> _WHAT YOU NEED TO DO_
Set out the lines below as a Markdown table with two columns, Row and Text. Number each row and leave out any blank lines.

> _SUPPLIED RECORDS_
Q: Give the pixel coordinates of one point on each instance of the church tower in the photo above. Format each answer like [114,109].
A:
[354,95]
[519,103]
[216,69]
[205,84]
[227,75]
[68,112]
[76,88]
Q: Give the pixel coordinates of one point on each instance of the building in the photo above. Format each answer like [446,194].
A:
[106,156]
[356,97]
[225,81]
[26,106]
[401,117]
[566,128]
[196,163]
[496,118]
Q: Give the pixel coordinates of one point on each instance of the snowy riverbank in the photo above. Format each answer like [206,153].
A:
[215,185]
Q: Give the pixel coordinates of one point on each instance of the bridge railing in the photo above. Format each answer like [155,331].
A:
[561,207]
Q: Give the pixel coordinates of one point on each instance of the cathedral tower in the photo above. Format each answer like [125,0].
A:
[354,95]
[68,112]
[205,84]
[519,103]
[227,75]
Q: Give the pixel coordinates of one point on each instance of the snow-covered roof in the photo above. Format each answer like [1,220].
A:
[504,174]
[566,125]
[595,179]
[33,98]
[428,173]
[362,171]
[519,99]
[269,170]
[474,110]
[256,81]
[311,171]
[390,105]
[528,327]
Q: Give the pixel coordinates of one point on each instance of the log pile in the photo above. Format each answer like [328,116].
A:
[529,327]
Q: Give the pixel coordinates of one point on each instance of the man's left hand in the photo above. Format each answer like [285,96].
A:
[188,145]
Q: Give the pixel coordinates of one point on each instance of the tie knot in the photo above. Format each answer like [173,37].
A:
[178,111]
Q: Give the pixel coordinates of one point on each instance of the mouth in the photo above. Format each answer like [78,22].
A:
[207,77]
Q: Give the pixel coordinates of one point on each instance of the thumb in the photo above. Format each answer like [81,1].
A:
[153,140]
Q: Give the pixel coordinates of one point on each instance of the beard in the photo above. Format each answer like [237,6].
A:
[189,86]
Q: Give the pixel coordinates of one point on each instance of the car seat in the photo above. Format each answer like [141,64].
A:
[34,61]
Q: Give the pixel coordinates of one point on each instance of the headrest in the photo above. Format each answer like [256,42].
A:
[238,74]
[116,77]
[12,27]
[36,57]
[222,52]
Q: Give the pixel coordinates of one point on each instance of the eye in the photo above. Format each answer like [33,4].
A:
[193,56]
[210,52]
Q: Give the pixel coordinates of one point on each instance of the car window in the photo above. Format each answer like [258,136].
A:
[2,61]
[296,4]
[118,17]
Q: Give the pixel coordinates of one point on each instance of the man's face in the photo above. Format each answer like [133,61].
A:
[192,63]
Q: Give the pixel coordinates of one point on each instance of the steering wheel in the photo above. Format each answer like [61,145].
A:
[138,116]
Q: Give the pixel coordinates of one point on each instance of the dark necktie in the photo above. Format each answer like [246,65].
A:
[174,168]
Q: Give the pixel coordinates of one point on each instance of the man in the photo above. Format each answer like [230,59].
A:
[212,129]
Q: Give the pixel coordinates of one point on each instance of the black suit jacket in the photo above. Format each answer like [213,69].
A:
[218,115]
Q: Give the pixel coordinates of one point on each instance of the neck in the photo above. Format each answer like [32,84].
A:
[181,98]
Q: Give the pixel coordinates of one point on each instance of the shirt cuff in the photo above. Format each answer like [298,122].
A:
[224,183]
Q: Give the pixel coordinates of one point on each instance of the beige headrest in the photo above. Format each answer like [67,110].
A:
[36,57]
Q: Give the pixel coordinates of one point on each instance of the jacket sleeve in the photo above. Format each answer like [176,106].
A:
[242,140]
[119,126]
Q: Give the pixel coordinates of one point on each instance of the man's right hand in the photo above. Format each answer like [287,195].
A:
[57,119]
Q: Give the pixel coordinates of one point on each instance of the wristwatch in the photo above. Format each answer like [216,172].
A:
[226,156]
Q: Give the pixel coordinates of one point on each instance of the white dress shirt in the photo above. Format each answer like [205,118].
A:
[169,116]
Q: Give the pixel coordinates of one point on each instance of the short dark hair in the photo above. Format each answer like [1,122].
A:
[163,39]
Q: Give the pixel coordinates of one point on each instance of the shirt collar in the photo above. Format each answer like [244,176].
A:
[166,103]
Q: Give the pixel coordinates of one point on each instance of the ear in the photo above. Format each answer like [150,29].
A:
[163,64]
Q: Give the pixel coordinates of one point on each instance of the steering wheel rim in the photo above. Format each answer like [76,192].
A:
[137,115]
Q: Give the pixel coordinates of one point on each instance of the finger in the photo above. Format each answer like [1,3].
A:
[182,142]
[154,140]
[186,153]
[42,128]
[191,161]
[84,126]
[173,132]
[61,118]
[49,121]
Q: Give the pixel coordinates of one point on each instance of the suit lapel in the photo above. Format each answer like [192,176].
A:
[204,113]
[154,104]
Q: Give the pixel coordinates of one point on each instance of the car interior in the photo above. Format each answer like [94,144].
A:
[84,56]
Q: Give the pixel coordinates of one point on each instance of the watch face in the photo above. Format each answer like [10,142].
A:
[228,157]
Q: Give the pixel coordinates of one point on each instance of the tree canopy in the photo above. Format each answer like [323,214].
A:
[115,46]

> _RESULT_
| Row | Text |
|---|---|
| 1 | Q: Give the pixel coordinates of one point on each instance of the church tower in the photo above. Format each answer like [114,109]. |
| 2 | A: |
| 3 | [354,95] |
| 4 | [519,103] |
| 5 | [216,69] |
| 6 | [205,84] |
| 7 | [227,75] |
| 8 | [68,112] |
| 9 | [76,88] |
| 10 | Q: Give the pixel coordinates of one point on each instance of the building in the photo above. Format each answer like [446,194]. |
| 11 | A: |
| 12 | [106,156] |
| 13 | [356,97] |
| 14 | [225,81] |
| 15 | [26,106] |
| 16 | [401,117] |
| 17 | [566,128] |
| 18 | [196,163] |
| 19 | [496,118] |
| 20 | Q: Give the pixel coordinates of one point on each instance of the snowy riverbank in the photo above. Format each answer like [206,153]. |
| 21 | A: |
| 22 | [215,185] |
| 23 | Q: Give the pixel coordinates of one point on each instance of the bridge railing in the photo above. Format each answer like [155,331]. |
| 24 | A: |
| 25 | [561,207] |
| 26 | Q: Give the pixel coordinates of one point on each instance of the cathedral tower in the photo above. Format each answer like [125,0]. |
| 27 | A: |
| 28 | [354,95] |
| 29 | [68,112] |
| 30 | [205,84] |
| 31 | [519,103] |
| 32 | [227,75] |
| 33 | Q: Give the pixel coordinates of one point on each instance of the snow-covered roof in the photo above. Format each answer like [1,220]. |
| 34 | A: |
| 35 | [504,174] |
| 36 | [566,125] |
| 37 | [595,179] |
| 38 | [33,98] |
| 39 | [428,173] |
| 40 | [362,171] |
| 41 | [519,99] |
| 42 | [269,170] |
| 43 | [474,110] |
| 44 | [256,81] |
| 45 | [311,171] |
| 46 | [390,105] |
| 47 | [528,327] |
| 48 | Q: Give the pixel coordinates of one point on each instance of the log pile in the photo above. Format each answer like [328,116]. |
| 49 | A: |
| 50 | [529,327] |
| 51 | Q: Give the pixel coordinates of one point on each instance of the man's left hand in the photo above. Format each answer like [285,96]. |
| 52 | A: |
| 53 | [188,145] |
| 54 | Q: Give the pixel coordinates of one point on each instance of the tie knot in the photo above. Format each answer like [173,37]. |
| 55 | A: |
| 56 | [178,111] |
| 57 | Q: Give the pixel coordinates of one point on each instance of the mouth in the photo above. Format each answer like [78,22]. |
| 58 | A: |
| 59 | [207,77] |
| 60 | Q: Give the pixel coordinates of one point on each instance of the thumb in the photo above. Format each answer like [81,1]. |
| 61 | A: |
| 62 | [153,140] |
| 63 | Q: Give the pixel coordinates of one point on each instance of the beard in the photo above. Format each answer like [237,6]. |
| 64 | A: |
| 65 | [189,86] |
| 66 | Q: Give the pixel coordinates of one point on each instance of the car seat in the photo above. Format each answer like [141,64]. |
| 67 | A: |
| 68 | [34,61] |
| 69 | Q: Give the pixel coordinates of one point on each instance of the headrest in the photo above. Format each answer like [256,42]. |
| 70 | A: |
| 71 | [238,74] |
| 72 | [116,77] |
| 73 | [12,27] |
| 74 | [36,57] |
| 75 | [222,52] |
| 76 | Q: Give the pixel coordinates of one point on each instance of the eye in the photo above. Format each answer like [33,4]. |
| 77 | A: |
| 78 | [193,56] |
| 79 | [210,52] |
| 80 | Q: Give the pixel coordinates of one point on each instance of the car window in the photo above. Format each answer like [258,136]. |
| 81 | A: |
| 82 | [2,61] |
| 83 | [296,4] |
| 84 | [118,17] |
| 85 | Q: Give the pixel coordinates of one point on each instance of the man's face in the photo above. Format each answer like [133,61]. |
| 86 | A: |
| 87 | [192,63] |
| 88 | Q: Give the pixel coordinates of one point on each instance of the steering wheel in the photo above. Format each answer like [61,145]. |
| 89 | A: |
| 90 | [138,116] |
| 91 | Q: Give the pixel coordinates of one point on each instance of the dark necktie in the photo above. Format each answer like [246,65]. |
| 92 | A: |
| 93 | [174,168] |
| 94 | Q: Give the pixel coordinates of one point on each instance of the man in the photo above. Format each answer like [230,59]. |
| 95 | A: |
| 96 | [212,129] |
| 97 | Q: Give the pixel coordinates of one point on each instance of the black suit jacket in the photo above. Format each answer like [213,69]. |
| 98 | A: |
| 99 | [218,115] |
| 100 | Q: Give the pixel coordinates of one point on each instance of the neck in the photo above. Format each answer like [32,84]. |
| 101 | A: |
| 102 | [181,98] |
| 103 | Q: Give the pixel coordinates of one point on each instance of the shirt cuff in the photo above. Format each answer like [298,122]. |
| 104 | A: |
| 105 | [224,183] |
| 106 | Q: Give the pixel coordinates of one point on each instance of the beige headrest in the photo above. Format each answer like [67,110]. |
| 107 | A: |
| 108 | [36,57] |
| 109 | Q: Give the pixel coordinates of one point on each instance of the jacket sleeve in the photo above. Format each answer like [176,106]. |
| 110 | A: |
| 111 | [242,140] |
| 112 | [119,126] |
| 113 | Q: Give the pixel coordinates of one point on each instance of the man's right hand in the photo above. Format each answer like [287,195]. |
| 114 | A: |
| 115 | [57,119] |
| 116 | Q: Give the pixel coordinates of one point on each instance of the wristwatch in the photo above. Format each answer like [216,172]. |
| 117 | A: |
| 118 | [226,156] |
| 119 | Q: Give the pixel coordinates of one point on each instance of the white dress shirt in the photo above. Format each answer like [205,118]. |
| 120 | A: |
| 121 | [169,116] |
| 122 | Q: Give the pixel coordinates of one point on each instance of the short dark hair in the photo above. Format each answer like [1,122]. |
| 123 | A: |
| 124 | [163,39] |
| 125 | Q: Give the pixel coordinates of one point on each instance of the shirt collar in the photo above. Format each answer like [244,176]. |
| 126 | A: |
| 127 | [166,103] |
| 128 | Q: Give the pixel coordinates of one point on each instance of the ear in the photo above. Format each answer like [150,29]. |
| 129 | A: |
| 130 | [163,64] |
| 131 | Q: Give the pixel coordinates of one point on each instance of the steering wheel rim in the photo above. Format each answer like [76,192]. |
| 132 | A: |
| 133 | [137,115] |
| 134 | Q: Give the pixel coordinates of one point on each instance of the finger in the photo above. Format each answer like [1,3]. |
| 135 | A: |
| 136 | [182,142] |
| 137 | [154,140] |
| 138 | [186,153] |
| 139 | [42,128] |
| 140 | [191,161] |
| 141 | [84,126] |
| 142 | [173,132] |
| 143 | [61,118] |
| 144 | [49,121] |
| 145 | Q: Give the pixel coordinates of one point on each instance of the suit lapel in the photo above. Format each answer like [192,176]. |
| 146 | A: |
| 147 | [204,113] |
| 148 | [154,104] |
| 149 | Q: Give the pixel coordinates of one point on each instance of the car interior in the photo above. Format each answer like [94,144]. |
| 150 | A: |
| 151 | [84,56] |
| 152 | Q: Give the pixel coordinates of one point on each instance of the watch face in the photo above. Format each answer like [10,142]. |
| 153 | A: |
| 154 | [228,157] |
| 155 | Q: Give the pixel coordinates of one point on each instance of the tree canopy in the photo above. Format each answer like [323,214]. |
| 156 | A: |
| 157 | [115,46] |